> **Instructions for the task**: Look below for the line with "Spot the yellow", and from there restate every line word for word until the entries end.

> **Saved entries**:
◆ ◆ ◆

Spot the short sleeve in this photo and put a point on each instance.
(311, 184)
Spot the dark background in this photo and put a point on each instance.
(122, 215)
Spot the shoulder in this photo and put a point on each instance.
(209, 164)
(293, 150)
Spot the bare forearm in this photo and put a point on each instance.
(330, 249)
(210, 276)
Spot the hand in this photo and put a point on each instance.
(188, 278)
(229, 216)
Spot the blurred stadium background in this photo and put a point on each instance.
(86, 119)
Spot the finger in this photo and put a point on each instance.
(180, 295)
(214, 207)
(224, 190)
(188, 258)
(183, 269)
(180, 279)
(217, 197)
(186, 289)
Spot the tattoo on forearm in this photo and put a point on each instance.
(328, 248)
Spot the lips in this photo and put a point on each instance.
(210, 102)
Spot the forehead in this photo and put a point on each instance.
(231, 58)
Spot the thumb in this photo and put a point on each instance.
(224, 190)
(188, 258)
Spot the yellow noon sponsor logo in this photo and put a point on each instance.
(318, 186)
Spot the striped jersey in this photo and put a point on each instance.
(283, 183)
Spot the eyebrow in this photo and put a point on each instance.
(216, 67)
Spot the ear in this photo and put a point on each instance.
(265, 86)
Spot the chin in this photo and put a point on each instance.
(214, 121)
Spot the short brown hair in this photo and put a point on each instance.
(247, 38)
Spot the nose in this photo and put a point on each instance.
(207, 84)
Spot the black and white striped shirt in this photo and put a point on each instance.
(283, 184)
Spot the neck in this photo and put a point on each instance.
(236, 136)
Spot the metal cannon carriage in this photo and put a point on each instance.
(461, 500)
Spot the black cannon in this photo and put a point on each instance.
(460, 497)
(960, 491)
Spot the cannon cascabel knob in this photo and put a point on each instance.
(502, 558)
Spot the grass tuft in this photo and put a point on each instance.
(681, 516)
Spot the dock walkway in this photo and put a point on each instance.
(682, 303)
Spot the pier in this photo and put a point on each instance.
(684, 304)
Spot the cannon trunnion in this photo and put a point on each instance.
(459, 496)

◆ ◆ ◆

> **Task solution**:
Spot the yellow noon sponsor logo in this photo and put a point on each instance.
(318, 186)
Spot the striped jersey in this photo and put a point on each instance.
(283, 183)
Spot the eyebrow in this photo and put a point on each instance.
(216, 67)
Spot the ear in this photo and put a point on each instance.
(265, 86)
Spot the chin in this photo and put a point on each instance.
(214, 121)
Spot the short brown hair in this photo and put a point on each instance.
(247, 38)
Spot the nose in this photo and put a point on each instance.
(207, 84)
Spot the black and white striped shirt in this photo and put a point on each instance.
(283, 184)
Spot the neck in this photo and put a point on each instance.
(236, 136)
Spot the metal cannon carriage in this photo and put a point on each instance.
(461, 500)
Spot the black cannon in this photo and put a point on each instance.
(460, 497)
(960, 491)
Spot the cannon cascabel knob in this photo and put a point on each instance.
(502, 558)
Spot the grass tuft in this photo and put a point on each instance.
(681, 516)
Spot the dock walkway in this photo and put a point on each instance.
(682, 303)
Spot the pier in this photo and put a point on each instance.
(684, 304)
Spot the cannon trunnion in this photo and put a point on each instance.
(459, 496)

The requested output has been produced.